• **STORED RECORDS**
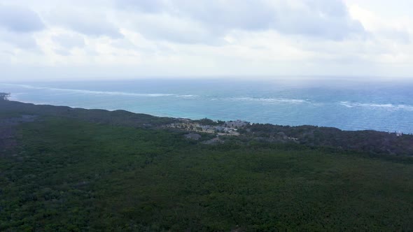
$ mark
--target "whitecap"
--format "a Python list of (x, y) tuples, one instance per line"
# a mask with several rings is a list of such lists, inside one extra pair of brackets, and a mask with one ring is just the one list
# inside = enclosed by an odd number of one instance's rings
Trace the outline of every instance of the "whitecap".
[(347, 108), (382, 108), (388, 110), (403, 110), (413, 111), (413, 106), (405, 104), (391, 104), (391, 103), (362, 103), (358, 102), (340, 101), (340, 105)]
[(61, 91), (61, 92), (72, 92), (72, 93), (80, 93), (80, 94), (94, 94), (94, 95), (118, 95), (118, 96), (151, 96), (151, 97), (175, 96), (175, 97), (181, 97), (181, 98), (193, 98), (193, 97), (198, 96), (197, 95), (192, 95), (192, 94), (180, 95), (180, 94), (158, 94), (158, 93), (156, 93), (156, 94), (140, 94), (140, 93), (131, 93), (131, 92), (125, 92), (62, 89), (62, 88), (53, 88), (53, 87), (36, 87), (36, 86), (33, 86), (33, 85), (17, 85), (17, 84), (3, 84), (3, 85), (18, 86), (18, 87), (21, 87), (23, 88), (27, 88), (27, 89)]

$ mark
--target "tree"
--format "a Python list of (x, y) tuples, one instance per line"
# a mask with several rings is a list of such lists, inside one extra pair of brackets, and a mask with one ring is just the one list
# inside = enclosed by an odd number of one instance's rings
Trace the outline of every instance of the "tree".
[(8, 93), (0, 93), (0, 101), (8, 101), (8, 97), (10, 96), (10, 94)]

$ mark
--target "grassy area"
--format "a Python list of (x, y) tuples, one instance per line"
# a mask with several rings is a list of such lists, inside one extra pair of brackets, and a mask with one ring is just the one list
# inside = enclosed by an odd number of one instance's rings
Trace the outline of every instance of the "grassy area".
[(412, 231), (410, 158), (59, 117), (0, 159), (0, 231)]

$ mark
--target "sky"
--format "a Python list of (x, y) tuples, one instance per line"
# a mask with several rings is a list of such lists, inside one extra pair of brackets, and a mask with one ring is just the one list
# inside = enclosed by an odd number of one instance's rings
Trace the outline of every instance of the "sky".
[(413, 80), (411, 0), (0, 0), (0, 81)]

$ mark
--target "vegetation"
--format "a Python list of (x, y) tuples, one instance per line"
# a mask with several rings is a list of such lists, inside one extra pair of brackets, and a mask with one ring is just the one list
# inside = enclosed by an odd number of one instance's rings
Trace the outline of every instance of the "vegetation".
[(410, 157), (246, 136), (208, 145), (130, 114), (0, 106), (18, 144), (0, 154), (0, 231), (413, 230)]

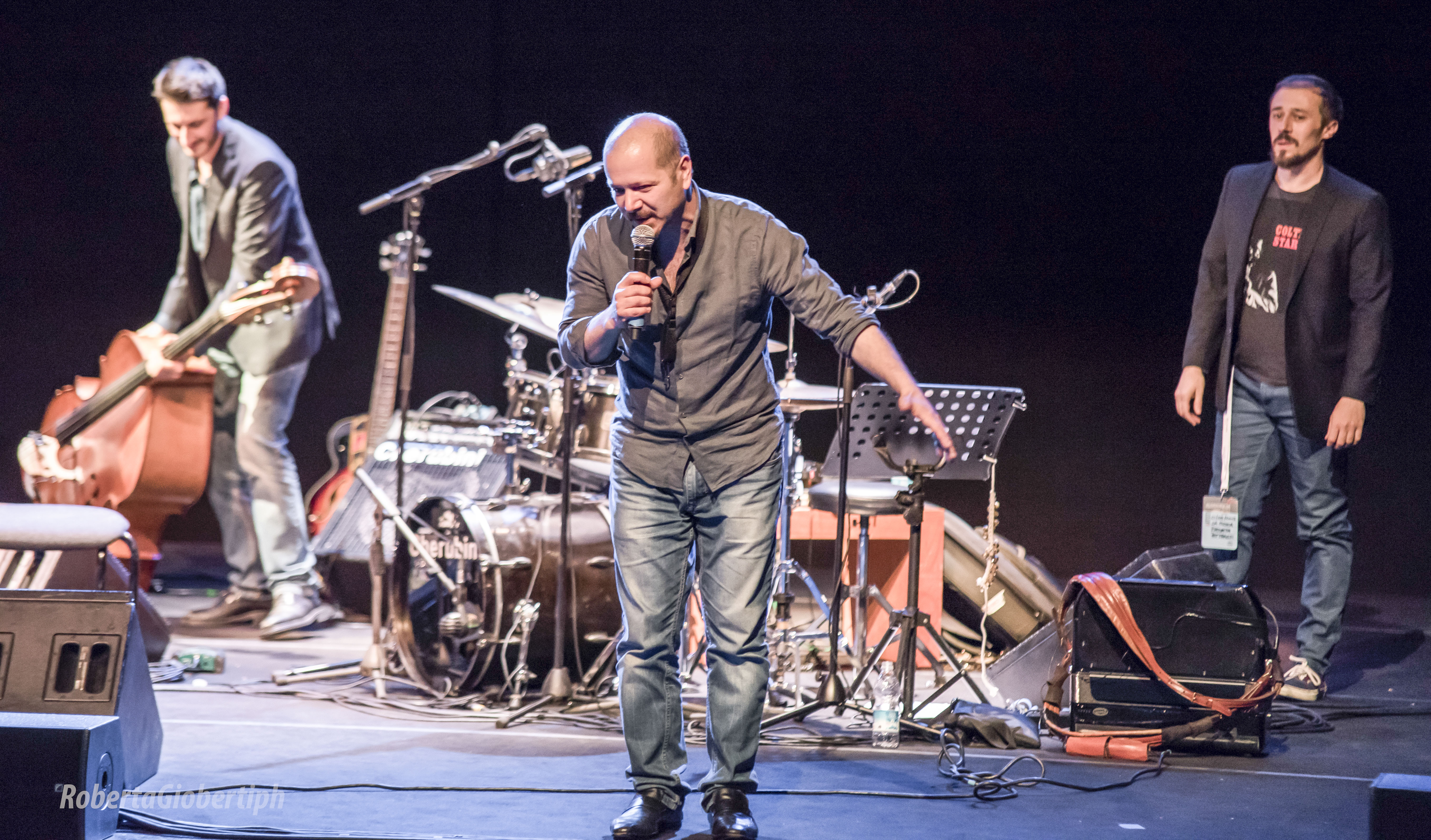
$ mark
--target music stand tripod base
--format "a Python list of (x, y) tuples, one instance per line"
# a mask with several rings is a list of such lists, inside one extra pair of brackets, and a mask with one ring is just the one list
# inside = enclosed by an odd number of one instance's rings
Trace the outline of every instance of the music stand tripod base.
[[(899, 654), (896, 655), (896, 673), (902, 683), (904, 726), (912, 726), (929, 731), (929, 727), (914, 721), (914, 714), (923, 710), (930, 701), (943, 694), (959, 680), (964, 680), (975, 695), (987, 703), (983, 691), (969, 677), (967, 668), (957, 660), (956, 653), (929, 615), (919, 611), (919, 561), (922, 527), (924, 519), (924, 481), (929, 478), (963, 478), (986, 481), (993, 459), (997, 455), (999, 444), (1009, 428), (1013, 412), (1022, 411), (1023, 391), (1019, 388), (989, 388), (972, 385), (924, 385), (919, 388), (924, 396), (940, 412), (946, 424), (950, 425), (950, 436), (956, 446), (954, 458), (944, 458), (939, 454), (933, 431), (924, 426), (913, 415), (899, 409), (899, 394), (889, 385), (876, 382), (861, 385), (851, 395), (850, 406), (850, 448), (849, 478), (887, 479), (892, 475), (904, 475), (909, 488), (896, 495), (896, 501), (903, 508), (904, 521), (909, 524), (909, 592), (903, 610), (890, 615), (890, 627), (874, 648), (874, 654), (864, 663), (850, 684), (847, 697), (853, 697), (883, 655), (884, 650), (897, 638)], [(831, 446), (831, 456), (827, 464), (840, 462), (837, 458), (839, 436)], [(914, 705), (914, 654), (919, 641), (919, 628), (929, 631), (939, 645), (940, 653), (953, 668), (953, 675)], [(863, 644), (863, 640), (860, 640)], [(831, 655), (831, 668), (834, 658)], [(839, 701), (817, 700), (784, 714), (778, 714), (761, 721), (761, 728), (767, 728), (787, 720), (803, 720), (811, 711), (830, 705), (844, 707), (847, 700)]]

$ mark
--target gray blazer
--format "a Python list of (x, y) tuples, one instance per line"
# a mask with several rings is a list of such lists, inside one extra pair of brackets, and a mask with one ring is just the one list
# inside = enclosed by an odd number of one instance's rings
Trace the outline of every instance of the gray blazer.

• **EXERCISE DIRECTIONS**
Reproduce the material above character for character, leaving out the pictures.

• **ANSWER TO THE PROBLEM**
$ mark
--target "whitecap"
--format "a Python list of (x, y) tuples, one instance per line"
# a mask with several rings is a list of such lists, inside one extra pair of brackets, and a mask with one ring is just the one list
# inside = enclosed by an odd number of one instance's rings
Trace the outline of every instance of the "whitecap".
[(347, 108), (382, 108), (388, 110), (403, 110), (413, 111), (413, 106), (405, 104), (391, 104), (391, 103), (362, 103), (358, 102), (340, 101), (340, 105)]
[(61, 91), (61, 92), (72, 92), (72, 93), (80, 93), (80, 94), (94, 94), (94, 95), (118, 95), (118, 96), (151, 96), (151, 97), (175, 96), (175, 97), (181, 97), (181, 98), (193, 98), (193, 97), (198, 96), (197, 95), (192, 95), (192, 94), (180, 95), (180, 94), (158, 94), (158, 93), (156, 93), (156, 94), (140, 94), (140, 93), (131, 93), (131, 92), (125, 92), (62, 89), (62, 88), (53, 88), (53, 87), (36, 87), (36, 86), (33, 86), (33, 85), (17, 85), (17, 84), (3, 84), (3, 85), (18, 86), (18, 87), (21, 87), (23, 88), (27, 88), (27, 89)]

$ mark
--target "tree"
--format "a Python list of (x, y) tuples, one instance per line"
# a mask with several rings is a list of such lists, inside one extra pair of brackets, and a mask with one ring is just the one list
# inside = enclosed by an odd number of one instance's rings
Trace the outline of every instance of the "tree".
[(8, 93), (0, 93), (0, 101), (8, 101), (8, 97), (10, 96), (10, 94)]

$ mark
--target "grassy area"
--format "a Python list of (x, y) tuples, one instance per line"
# a mask with several rings is a list of such lists, inside one extra pair of brackets, and a mask with one ring is just the one list
# inside = enclosed by an odd number of one instance's rings
Trace the outline of every instance of the "grassy area".
[(412, 231), (410, 158), (59, 117), (0, 159), (0, 231)]

$ mark
--target "sky"
--format "a Python list of (x, y) tuples, one instance per line"
# a mask with several rings is a list of such lists, inside one extra pair of brackets, and a mask with one ring is just the one list
# inside = enclosed by an odd number of one instance's rings
Trace the outline of every instance of the "sky".
[(413, 80), (411, 0), (0, 0), (0, 81)]

$ mark
--target "vegetation"
--format "a Python list of (x, y) tuples, one instance per line"
# a mask with several rings is a list of such lists, inside one extra pair of brackets, and a mask with one ring is just the one list
# inside = enclosed by an odd number of one instance's rings
Trace the outline of every instance of the "vegetation".
[(410, 157), (246, 136), (208, 145), (130, 114), (0, 106), (18, 144), (0, 154), (0, 231), (413, 230)]

$ mark
--target music stand tripod base
--format "a Python list of (x, y) tuples, one instance per line"
# a mask with several rings is a list of such lists, inside one extra pair of brackets, and a mask with one ring is just the one list
# inside = enclosed by an odd number of one instance's rings
Trace the outline of every instance of the music stand tripod base.
[[(899, 654), (896, 655), (896, 673), (902, 683), (904, 726), (912, 726), (929, 731), (929, 727), (914, 721), (914, 714), (923, 710), (930, 701), (943, 694), (959, 680), (964, 680), (975, 695), (987, 703), (983, 691), (969, 677), (967, 668), (957, 660), (956, 653), (929, 615), (919, 611), (919, 561), (922, 527), (924, 519), (924, 481), (929, 478), (963, 478), (986, 481), (993, 459), (997, 455), (999, 444), (1009, 428), (1013, 412), (1022, 411), (1023, 391), (1019, 388), (989, 388), (972, 385), (924, 385), (919, 388), (924, 396), (940, 412), (946, 424), (950, 425), (950, 436), (956, 446), (954, 458), (944, 458), (939, 454), (933, 431), (924, 426), (913, 415), (899, 409), (899, 394), (889, 385), (876, 382), (861, 385), (851, 395), (850, 406), (850, 448), (849, 478), (887, 479), (892, 475), (904, 475), (909, 488), (896, 495), (896, 501), (903, 508), (904, 521), (909, 524), (909, 592), (903, 610), (890, 615), (890, 627), (874, 648), (874, 654), (864, 663), (850, 684), (847, 697), (853, 697), (883, 655), (884, 650), (897, 638)], [(831, 446), (831, 456), (827, 464), (840, 462), (837, 458), (839, 436)], [(914, 705), (914, 654), (919, 641), (919, 628), (929, 631), (939, 645), (940, 653), (953, 668), (953, 675)], [(863, 644), (863, 640), (860, 640)], [(831, 655), (831, 668), (834, 658)], [(839, 701), (817, 700), (784, 714), (778, 714), (761, 721), (761, 728), (767, 728), (787, 720), (803, 720), (811, 711), (830, 705), (844, 707), (847, 700)]]

$ mark
--target gray blazer
--format "a Python list of (x, y) tuples, one instance per line"
# a mask with several rings is a list of such lists, inside one extra pair of brackets, and a mask with one ring is just the one list
# inside = enclosed by an odd number of one instance's rings
Trace the outline of every instance of the gray blazer.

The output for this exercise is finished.